### Goal
The entries below should be quoted exactly, with no pictures carried over.

### Input data
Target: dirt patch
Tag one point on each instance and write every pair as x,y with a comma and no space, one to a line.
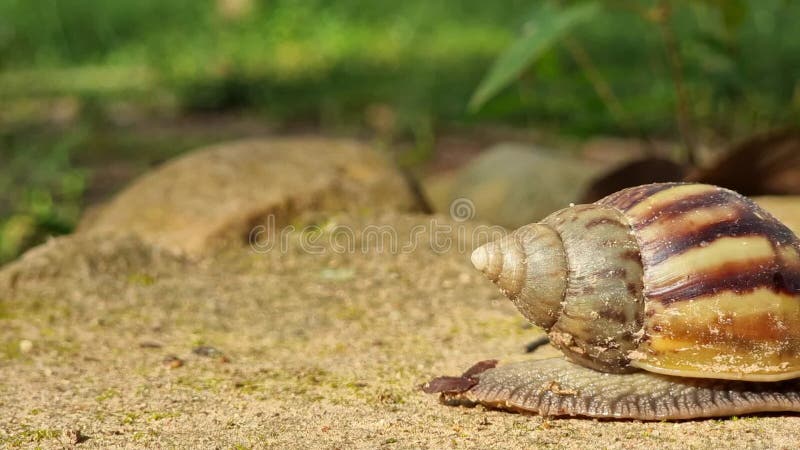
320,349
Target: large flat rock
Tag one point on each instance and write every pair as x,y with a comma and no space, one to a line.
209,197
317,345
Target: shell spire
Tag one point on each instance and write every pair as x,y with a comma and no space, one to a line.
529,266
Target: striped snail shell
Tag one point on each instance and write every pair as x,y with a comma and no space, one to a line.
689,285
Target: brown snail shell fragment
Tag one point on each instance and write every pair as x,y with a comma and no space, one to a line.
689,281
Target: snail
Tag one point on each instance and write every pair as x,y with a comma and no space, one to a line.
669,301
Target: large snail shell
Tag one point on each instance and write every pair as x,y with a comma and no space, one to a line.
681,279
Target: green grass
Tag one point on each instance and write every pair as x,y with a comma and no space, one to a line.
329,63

### Written answer
Target: dirt patch
Tag one point on each instance and write every pair as x,y with a comma and no space, one to a line.
320,349
Target: large flat rock
Tag one point on each instance and write every pair as x,y with a comma and no space, one to a line.
209,197
317,345
Target: shell spire
Tag one point on each instance and write every pair as x,y with a comma and no space, one to a line.
529,266
Target: striped snail shell
Tag one point on each instance and write every pair as x,y with a comma and no space, one to a line.
689,285
Target: brown snail shell fragment
Tag one point on each instance and write every pair as x,y with a comma and no space, one to a line.
689,281
Target: snail
Tag one point on each instance and write every pair as x,y with a comma and no space, one to a line.
669,301
Target: large snail shell
Tag one point on each instance and write every pair as x,y with a comma and no space, one to a line.
681,279
Target: green grass
Tag one point on each instance and write every pair as x,y with a comma and no space, one to a line.
329,63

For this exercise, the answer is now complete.